Data under study>
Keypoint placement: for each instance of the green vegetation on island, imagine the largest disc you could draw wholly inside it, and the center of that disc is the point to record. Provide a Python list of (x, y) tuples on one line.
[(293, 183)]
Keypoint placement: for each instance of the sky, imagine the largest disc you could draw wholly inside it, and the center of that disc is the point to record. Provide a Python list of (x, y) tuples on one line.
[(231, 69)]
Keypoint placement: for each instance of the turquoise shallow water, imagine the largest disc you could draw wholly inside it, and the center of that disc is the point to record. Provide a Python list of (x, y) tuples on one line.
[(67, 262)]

Your assignment> All of the material above needs to be transcribed verbatim.

Response>
Keypoint placement: for each instance of the green vegetation on island, imagine the largest disc you could draw wholly inside it, and the center of that disc is the point to record. Provide a Python list of (x, y) tuples on one line.
[(293, 183)]
Keypoint placement: for each instance of the sky, imagine the largest disc you could draw wholly inside it, and the center of that disc is the point to record. Provide a Python list of (x, y) tuples on one line.
[(231, 69)]
Keypoint placement: for each instance of the turquoise shallow water, imagine the largest disc you could draw wholly inside it, and the center of that disc is the point to record. Provide a Python list of (x, y) tuples on one line.
[(67, 262)]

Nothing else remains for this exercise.